Task prompt: Rewrite every line from the one containing "One point rides on each instance of the sliding" down to the end of the material, changing nothing except the answer coordinates. Multiply each of those coordinates by 2.15 and round to a whole number, with halves rounded up.

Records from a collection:
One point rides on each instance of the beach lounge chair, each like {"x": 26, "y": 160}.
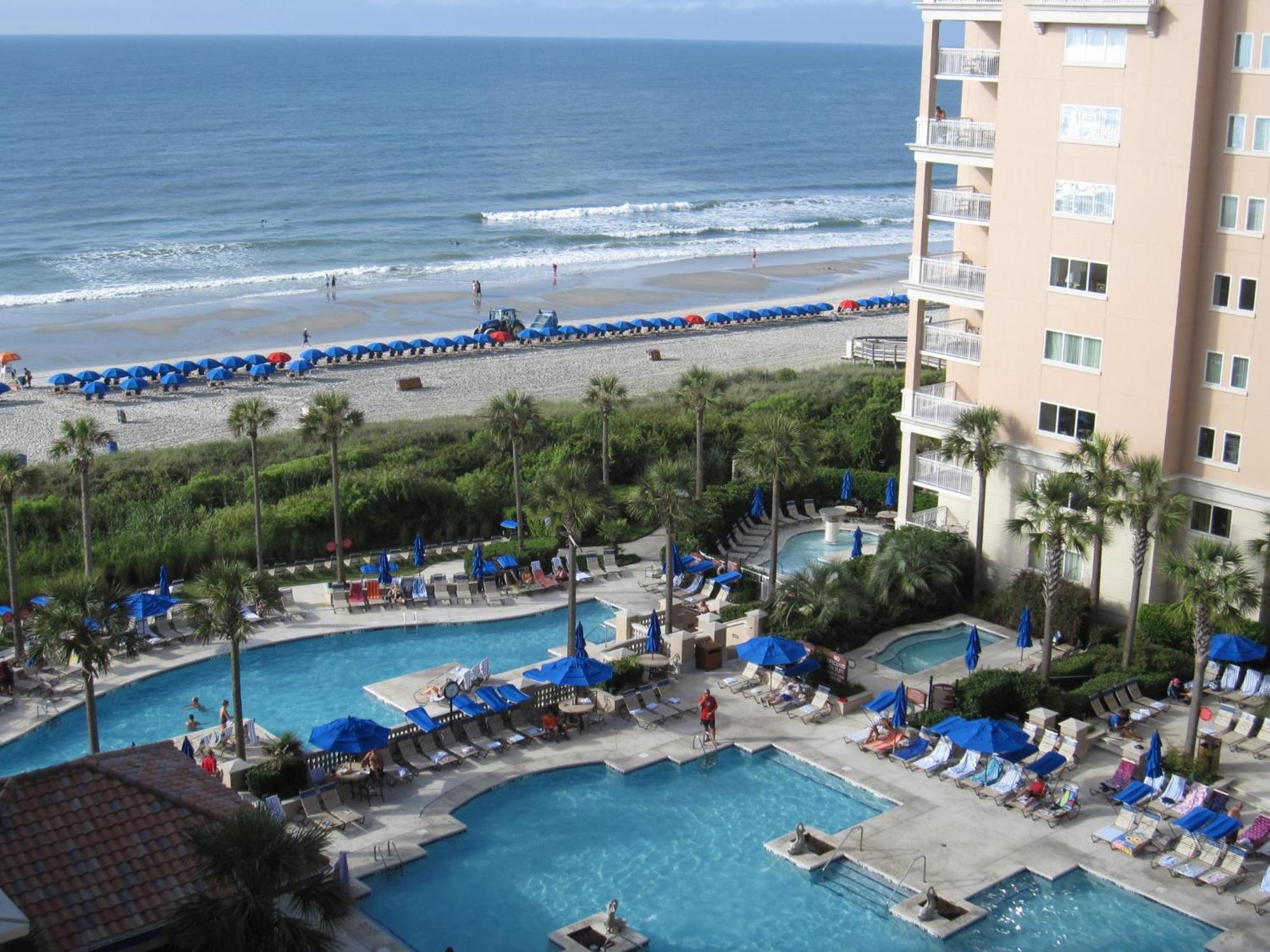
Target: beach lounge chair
{"x": 966, "y": 767}
{"x": 333, "y": 804}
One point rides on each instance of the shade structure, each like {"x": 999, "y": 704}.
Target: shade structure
{"x": 1236, "y": 648}
{"x": 573, "y": 672}
{"x": 143, "y": 605}
{"x": 987, "y": 737}
{"x": 350, "y": 736}
{"x": 973, "y": 648}
{"x": 770, "y": 651}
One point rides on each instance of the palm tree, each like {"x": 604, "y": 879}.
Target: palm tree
{"x": 515, "y": 421}
{"x": 78, "y": 442}
{"x": 1098, "y": 460}
{"x": 661, "y": 496}
{"x": 973, "y": 445}
{"x": 265, "y": 889}
{"x": 15, "y": 478}
{"x": 698, "y": 389}
{"x": 1259, "y": 546}
{"x": 567, "y": 493}
{"x": 777, "y": 450}
{"x": 83, "y": 625}
{"x": 217, "y": 615}
{"x": 606, "y": 394}
{"x": 1052, "y": 526}
{"x": 1151, "y": 510}
{"x": 1215, "y": 586}
{"x": 330, "y": 418}
{"x": 248, "y": 418}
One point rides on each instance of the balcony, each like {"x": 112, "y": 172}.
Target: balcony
{"x": 1097, "y": 13}
{"x": 981, "y": 11}
{"x": 952, "y": 341}
{"x": 934, "y": 473}
{"x": 961, "y": 204}
{"x": 948, "y": 279}
{"x": 970, "y": 64}
{"x": 956, "y": 143}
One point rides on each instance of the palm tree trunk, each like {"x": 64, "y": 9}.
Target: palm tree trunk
{"x": 11, "y": 557}
{"x": 86, "y": 522}
{"x": 516, "y": 486}
{"x": 702, "y": 453}
{"x": 91, "y": 713}
{"x": 338, "y": 520}
{"x": 237, "y": 678}
{"x": 256, "y": 501}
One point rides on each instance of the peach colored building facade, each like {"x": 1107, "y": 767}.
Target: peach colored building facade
{"x": 1113, "y": 168}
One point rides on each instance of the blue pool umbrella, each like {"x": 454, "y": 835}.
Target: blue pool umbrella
{"x": 350, "y": 736}
{"x": 772, "y": 651}
{"x": 972, "y": 648}
{"x": 756, "y": 505}
{"x": 573, "y": 672}
{"x": 1236, "y": 648}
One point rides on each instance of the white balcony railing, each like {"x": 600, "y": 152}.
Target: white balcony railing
{"x": 949, "y": 342}
{"x": 949, "y": 272}
{"x": 962, "y": 204}
{"x": 934, "y": 473}
{"x": 970, "y": 64}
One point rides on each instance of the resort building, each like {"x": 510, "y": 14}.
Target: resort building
{"x": 1113, "y": 166}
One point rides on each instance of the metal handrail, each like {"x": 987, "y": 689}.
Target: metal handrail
{"x": 911, "y": 865}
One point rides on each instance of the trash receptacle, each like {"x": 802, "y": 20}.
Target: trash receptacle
{"x": 709, "y": 657}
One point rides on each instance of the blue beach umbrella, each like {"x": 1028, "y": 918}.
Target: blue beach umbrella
{"x": 573, "y": 672}
{"x": 972, "y": 648}
{"x": 770, "y": 651}
{"x": 350, "y": 736}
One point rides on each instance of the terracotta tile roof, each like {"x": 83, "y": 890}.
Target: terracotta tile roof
{"x": 93, "y": 851}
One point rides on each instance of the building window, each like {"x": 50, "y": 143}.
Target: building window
{"x": 1074, "y": 350}
{"x": 1239, "y": 374}
{"x": 1065, "y": 421}
{"x": 1090, "y": 124}
{"x": 1213, "y": 369}
{"x": 1211, "y": 520}
{"x": 1243, "y": 51}
{"x": 1095, "y": 46}
{"x": 1080, "y": 276}
{"x": 1084, "y": 200}
{"x": 1255, "y": 216}
{"x": 1229, "y": 214}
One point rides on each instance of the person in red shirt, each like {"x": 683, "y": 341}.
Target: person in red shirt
{"x": 707, "y": 708}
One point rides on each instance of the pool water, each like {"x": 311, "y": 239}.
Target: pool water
{"x": 926, "y": 649}
{"x": 683, "y": 850}
{"x": 799, "y": 552}
{"x": 298, "y": 685}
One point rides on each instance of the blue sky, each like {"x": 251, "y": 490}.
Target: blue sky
{"x": 829, "y": 21}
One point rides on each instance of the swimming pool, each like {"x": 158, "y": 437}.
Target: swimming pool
{"x": 683, "y": 850}
{"x": 926, "y": 649}
{"x": 298, "y": 685}
{"x": 801, "y": 552}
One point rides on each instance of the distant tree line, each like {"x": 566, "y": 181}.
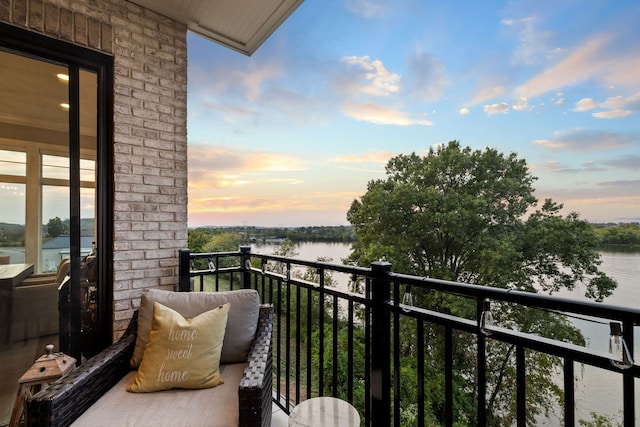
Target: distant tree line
{"x": 618, "y": 234}
{"x": 201, "y": 236}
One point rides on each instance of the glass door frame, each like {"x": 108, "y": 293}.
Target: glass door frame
{"x": 77, "y": 58}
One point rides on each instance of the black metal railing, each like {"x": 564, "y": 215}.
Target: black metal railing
{"x": 347, "y": 343}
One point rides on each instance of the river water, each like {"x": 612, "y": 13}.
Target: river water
{"x": 597, "y": 390}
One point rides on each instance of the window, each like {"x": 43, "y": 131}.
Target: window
{"x": 55, "y": 199}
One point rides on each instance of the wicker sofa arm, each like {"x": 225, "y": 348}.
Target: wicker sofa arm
{"x": 68, "y": 397}
{"x": 255, "y": 391}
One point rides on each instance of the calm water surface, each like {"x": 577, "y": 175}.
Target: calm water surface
{"x": 597, "y": 390}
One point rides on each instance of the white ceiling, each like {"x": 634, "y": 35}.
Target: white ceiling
{"x": 241, "y": 25}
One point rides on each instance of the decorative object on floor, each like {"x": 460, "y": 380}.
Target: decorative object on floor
{"x": 46, "y": 369}
{"x": 324, "y": 412}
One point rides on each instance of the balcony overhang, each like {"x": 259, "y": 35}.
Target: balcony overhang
{"x": 242, "y": 25}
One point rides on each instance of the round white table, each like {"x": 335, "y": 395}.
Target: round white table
{"x": 324, "y": 412}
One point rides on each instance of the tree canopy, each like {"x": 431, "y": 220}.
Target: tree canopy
{"x": 471, "y": 216}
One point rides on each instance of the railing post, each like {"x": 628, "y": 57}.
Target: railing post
{"x": 245, "y": 265}
{"x": 184, "y": 279}
{"x": 380, "y": 344}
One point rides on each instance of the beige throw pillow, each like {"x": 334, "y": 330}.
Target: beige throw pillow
{"x": 182, "y": 353}
{"x": 241, "y": 324}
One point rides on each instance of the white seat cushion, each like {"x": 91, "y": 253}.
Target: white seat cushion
{"x": 211, "y": 407}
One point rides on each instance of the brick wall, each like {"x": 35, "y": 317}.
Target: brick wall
{"x": 150, "y": 134}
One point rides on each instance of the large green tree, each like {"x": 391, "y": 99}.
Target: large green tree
{"x": 471, "y": 216}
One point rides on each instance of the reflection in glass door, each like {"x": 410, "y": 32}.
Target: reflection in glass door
{"x": 48, "y": 213}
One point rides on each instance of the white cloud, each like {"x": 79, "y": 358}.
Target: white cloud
{"x": 559, "y": 100}
{"x": 581, "y": 140}
{"x": 585, "y": 104}
{"x": 487, "y": 94}
{"x": 587, "y": 61}
{"x": 492, "y": 109}
{"x": 615, "y": 107}
{"x": 613, "y": 114}
{"x": 370, "y": 77}
{"x": 372, "y": 156}
{"x": 522, "y": 104}
{"x": 380, "y": 115}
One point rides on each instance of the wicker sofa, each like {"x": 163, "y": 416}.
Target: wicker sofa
{"x": 94, "y": 393}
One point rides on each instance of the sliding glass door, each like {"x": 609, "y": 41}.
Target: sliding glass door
{"x": 55, "y": 202}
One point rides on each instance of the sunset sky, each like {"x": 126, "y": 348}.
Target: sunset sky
{"x": 291, "y": 135}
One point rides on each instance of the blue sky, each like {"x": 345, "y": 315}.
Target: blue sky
{"x": 292, "y": 135}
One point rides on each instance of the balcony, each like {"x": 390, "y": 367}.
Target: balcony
{"x": 372, "y": 331}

Result:
One point rides on each instance of the sliding glass door, each like {"x": 609, "y": 41}.
Target: sliding glass door
{"x": 118, "y": 434}
One point rides on each instance of the sunset sky, each like {"x": 126, "y": 348}.
Target: sunset sky
{"x": 626, "y": 290}
One point rides on each instance of the blue sky, each like {"x": 345, "y": 315}.
Target: blue sky
{"x": 628, "y": 290}
One point rides on each instance of the balcony, each like {"x": 390, "y": 367}.
Target: balcony
{"x": 800, "y": 712}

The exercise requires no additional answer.